**WORK TO BE COMPLETED:** Transcribe the records in full, keeping every character as it is.

**MATERIALS PROVIDED:**
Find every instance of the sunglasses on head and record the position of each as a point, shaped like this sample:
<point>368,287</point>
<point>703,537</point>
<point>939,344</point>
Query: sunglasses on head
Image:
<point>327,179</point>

**ANSWER TO THIS PROBLEM:**
Find every instance of the sunglasses on head and record the position of each as a point, shaped like this sample:
<point>368,287</point>
<point>703,537</point>
<point>939,344</point>
Query: sunglasses on head
Image:
<point>327,179</point>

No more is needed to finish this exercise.